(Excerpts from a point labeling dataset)
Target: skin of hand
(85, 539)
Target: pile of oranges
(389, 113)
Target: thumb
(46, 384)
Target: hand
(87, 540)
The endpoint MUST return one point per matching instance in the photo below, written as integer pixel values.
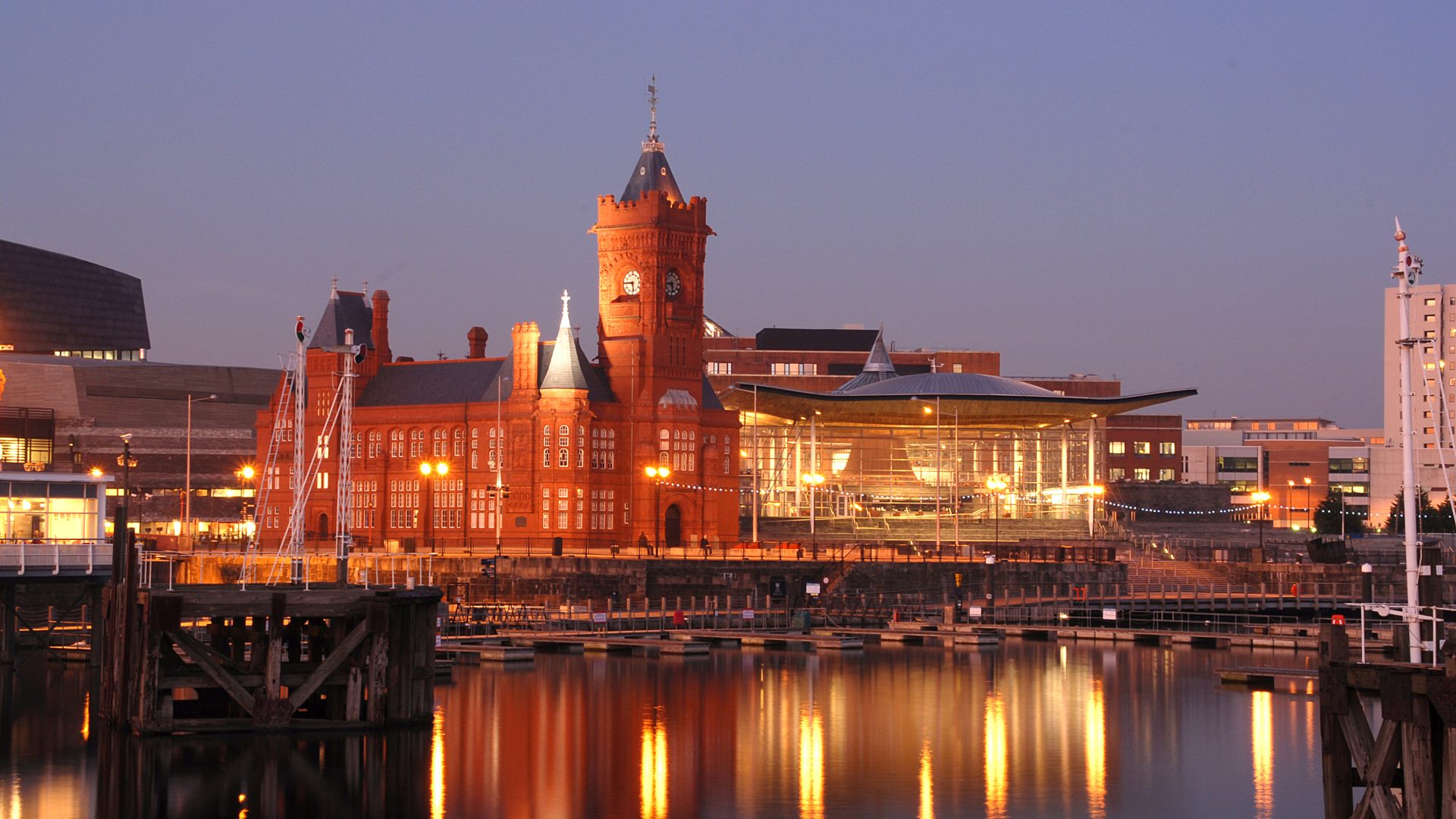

■ **Written exercise**
Reproduce the material as a numbered list, starting at the line with "Target: pile of oranges" and continuing through the end of the material, both ends included and blank lines omitted. Leave the pictures out of the list.

■ **Written answer**
1. Target: pile of oranges
2. (389, 113)
3. Target: thumb
4. (46, 384)
5. Target: hand
6. (87, 540)
7. The endpoint MUST return one point per matching instance in the photo below, written as integer pixel values.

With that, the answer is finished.